Data entries:
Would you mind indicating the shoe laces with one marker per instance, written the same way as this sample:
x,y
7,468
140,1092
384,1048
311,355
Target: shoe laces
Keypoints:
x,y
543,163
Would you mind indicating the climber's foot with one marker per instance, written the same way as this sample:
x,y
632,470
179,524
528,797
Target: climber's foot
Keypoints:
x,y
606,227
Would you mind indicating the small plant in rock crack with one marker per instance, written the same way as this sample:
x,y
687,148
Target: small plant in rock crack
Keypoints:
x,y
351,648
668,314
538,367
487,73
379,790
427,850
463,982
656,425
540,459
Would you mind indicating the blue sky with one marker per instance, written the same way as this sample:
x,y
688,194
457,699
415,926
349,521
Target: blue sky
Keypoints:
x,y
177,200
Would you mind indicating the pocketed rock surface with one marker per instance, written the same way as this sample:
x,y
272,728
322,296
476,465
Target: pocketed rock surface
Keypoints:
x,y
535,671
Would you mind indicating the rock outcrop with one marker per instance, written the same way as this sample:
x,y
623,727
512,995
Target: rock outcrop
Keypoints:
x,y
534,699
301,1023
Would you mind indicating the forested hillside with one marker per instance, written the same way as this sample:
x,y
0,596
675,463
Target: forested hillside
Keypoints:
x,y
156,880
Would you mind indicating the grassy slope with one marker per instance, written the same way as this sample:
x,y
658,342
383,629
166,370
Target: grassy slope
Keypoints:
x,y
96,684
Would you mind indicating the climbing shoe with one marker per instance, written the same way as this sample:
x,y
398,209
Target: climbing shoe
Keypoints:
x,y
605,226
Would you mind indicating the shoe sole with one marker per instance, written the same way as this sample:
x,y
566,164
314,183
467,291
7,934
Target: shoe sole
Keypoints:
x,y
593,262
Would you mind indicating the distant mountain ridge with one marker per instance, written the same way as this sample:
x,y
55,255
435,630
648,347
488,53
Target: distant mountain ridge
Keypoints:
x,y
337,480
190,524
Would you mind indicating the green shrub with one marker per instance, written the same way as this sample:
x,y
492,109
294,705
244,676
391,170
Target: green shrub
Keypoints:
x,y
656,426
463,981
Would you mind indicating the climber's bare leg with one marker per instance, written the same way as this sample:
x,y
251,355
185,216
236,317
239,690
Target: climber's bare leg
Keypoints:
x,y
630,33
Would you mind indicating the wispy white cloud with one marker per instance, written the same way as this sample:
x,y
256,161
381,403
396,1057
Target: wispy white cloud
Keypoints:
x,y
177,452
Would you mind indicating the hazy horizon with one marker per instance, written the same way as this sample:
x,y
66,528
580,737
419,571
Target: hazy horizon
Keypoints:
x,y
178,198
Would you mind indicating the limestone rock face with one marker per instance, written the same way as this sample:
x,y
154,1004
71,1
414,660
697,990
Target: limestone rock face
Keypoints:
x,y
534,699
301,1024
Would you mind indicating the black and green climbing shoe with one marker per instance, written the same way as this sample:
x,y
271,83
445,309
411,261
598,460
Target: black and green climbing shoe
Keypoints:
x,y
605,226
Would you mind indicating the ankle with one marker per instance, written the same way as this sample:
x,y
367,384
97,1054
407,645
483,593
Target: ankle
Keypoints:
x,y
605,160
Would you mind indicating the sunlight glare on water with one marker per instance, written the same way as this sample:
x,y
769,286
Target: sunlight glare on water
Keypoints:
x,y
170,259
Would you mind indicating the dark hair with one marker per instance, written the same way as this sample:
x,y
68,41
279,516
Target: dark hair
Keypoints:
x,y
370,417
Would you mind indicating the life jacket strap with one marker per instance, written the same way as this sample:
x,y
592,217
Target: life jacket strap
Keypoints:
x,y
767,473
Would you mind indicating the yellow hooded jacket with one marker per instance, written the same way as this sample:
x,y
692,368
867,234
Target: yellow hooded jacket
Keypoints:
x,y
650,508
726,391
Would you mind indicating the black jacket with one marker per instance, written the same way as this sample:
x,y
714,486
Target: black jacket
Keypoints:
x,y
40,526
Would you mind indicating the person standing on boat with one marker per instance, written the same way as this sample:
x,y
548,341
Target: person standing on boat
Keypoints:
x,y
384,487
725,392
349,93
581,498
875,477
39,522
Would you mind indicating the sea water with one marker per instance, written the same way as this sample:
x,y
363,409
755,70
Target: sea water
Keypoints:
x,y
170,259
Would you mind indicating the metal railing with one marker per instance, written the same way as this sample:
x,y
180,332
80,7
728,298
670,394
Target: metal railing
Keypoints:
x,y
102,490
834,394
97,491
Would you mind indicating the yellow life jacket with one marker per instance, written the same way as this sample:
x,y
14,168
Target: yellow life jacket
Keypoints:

▶ _TASK BRIEF_
Go through the listing above and restate it word for word.

▶ _FINISHED EXERCISE_
Would you mind indicating the shoe laces with one marker per instance, written the same way as this sample:
x,y
7,468
140,1092
384,1048
311,355
Target: shoe laces
Keypoints:
x,y
543,163
Would you mind indicating the climber's foot with one marker per instance, written the same way as this sample:
x,y
632,470
179,524
528,797
Target: climber's foot
Keypoints:
x,y
606,227
Would you mind indicating the small plant in rock crack with one marker per instance, written the same way as this sample:
x,y
687,148
Target: small plant in rock crack
Keypoints:
x,y
351,648
668,314
538,367
487,73
379,790
427,850
463,982
656,425
540,459
Would you mind indicating the blue sky with one marker per instance, written the same way as this sample:
x,y
688,194
457,699
415,926
349,521
Target: blue sky
Keypoints:
x,y
177,200
Would you mind indicating the pocketed rock surface with one marker per instance, written the same way as this sample:
x,y
272,728
322,296
476,465
Target: pocketed rock surface
Keypoints:
x,y
535,671
Would you mind indicating the rock outcrop with one marker per instance, written the same way as this sample:
x,y
623,727
512,995
Target: rock outcrop
Keypoints:
x,y
534,699
301,1023
Would you mind indicating the forested hillside with one marker per instance, written the same way as this sample:
x,y
0,596
675,463
Target: forested hillside
Keypoints:
x,y
156,880
Would you mind indicating the grassy slope with one marker per instance, written the same way as this sample:
x,y
658,342
383,629
166,370
Target: grassy slope
Keypoints:
x,y
96,684
Would you mind indicating the climbing shoe with one marker per instance, written the same way as this sample:
x,y
398,209
Target: climbing shoe
Keypoints:
x,y
605,226
Would you mind indicating the shoe sole with one marker per instance, written the same way as this sample:
x,y
566,164
314,183
467,291
7,934
Target: shoe sole
Keypoints:
x,y
593,262
Would you mind indicating the distant mountain ridge with one marker per instance, written the same way as this sample:
x,y
55,255
435,630
648,347
488,53
Target: distant mountain ridge
Keypoints:
x,y
337,480
190,524
Would you mind indicating the green shrub with one marker per instance, written the same way as this sample:
x,y
492,109
294,705
244,676
391,170
Target: green shrub
Keypoints:
x,y
656,426
463,981
Would you mind indicating the climber's bare leg with one marker per instance, written the same way as this sample:
x,y
251,355
185,216
236,317
239,690
Target: climber's bare leg
Keypoints:
x,y
630,33
Would you mind indicating the wispy white cloud with one marker per instance, written the same way as this sample:
x,y
256,161
381,403
396,1057
Target: wispy white cloud
Keypoints:
x,y
177,452
Would you mind indicating the hazy horizon with one marker per instance, written the same way as this sample:
x,y
66,528
580,737
419,571
Target: hazy horizon
Keypoints:
x,y
178,198
Would you mind indicating the limestone rock face with one marker per instance, written the same way as this sample:
x,y
154,1004
71,1
414,660
697,990
Target: limestone rock face
Keypoints:
x,y
534,699
301,1024
Would you mind indicating the black and green climbing shoe with one marker per instance, written the same way as this sample:
x,y
271,83
445,309
411,261
598,460
Target: black and green climbing shoe
Keypoints:
x,y
605,226
Would you mind indicating the ankle with one marker per instance, written the same way as this sample:
x,y
367,384
97,1054
407,645
483,593
Target: ankle
Keypoints:
x,y
605,160
Would you mind indicating the sunlight glare on water with one marker per instance, written the same way as this sample:
x,y
769,286
Target: sunlight glare on water
Keypoints:
x,y
170,259
Would you mind indicating the dark hair with one marker per instance, written the same way as this sample:
x,y
68,41
279,516
Target: dark hair
Keypoints:
x,y
370,417
Would you mind indicating the life jacket strap with one marker per instance, written the same way as this sample:
x,y
592,217
Target: life jacket strap
Keypoints:
x,y
767,473
Would you mind indicating the yellow hooded jacket with one marker per instance, written the same way as this sample:
x,y
692,368
867,234
Target: yellow hooded jacket
Keypoints:
x,y
650,508
726,391
Would you mind indicating the black jacket with one marker per instance, written the same way as this sample:
x,y
714,486
Target: black jacket
Keypoints:
x,y
40,526
Would you mind indicating the person standing on boat with one marker per instance, written the same way as this sample:
x,y
548,341
Target: person standing on boat
Keypoints:
x,y
384,487
725,392
349,93
581,498
875,477
39,522
Would you mind indicating the sea water with one marker per instance, written the same way as this sample:
x,y
363,409
755,70
Target: sea water
Keypoints:
x,y
170,259
Would you mind indicating the metal railing with one marker per instance, written the same way as this sample:
x,y
180,332
80,7
728,298
670,394
Target: metal railing
Keypoints:
x,y
102,490
834,394
97,491
Would you mind indicating the yellow life jacket with one marker per instance, written the same way as this sample:
x,y
14,168
Target: yellow life jacket
Keypoints:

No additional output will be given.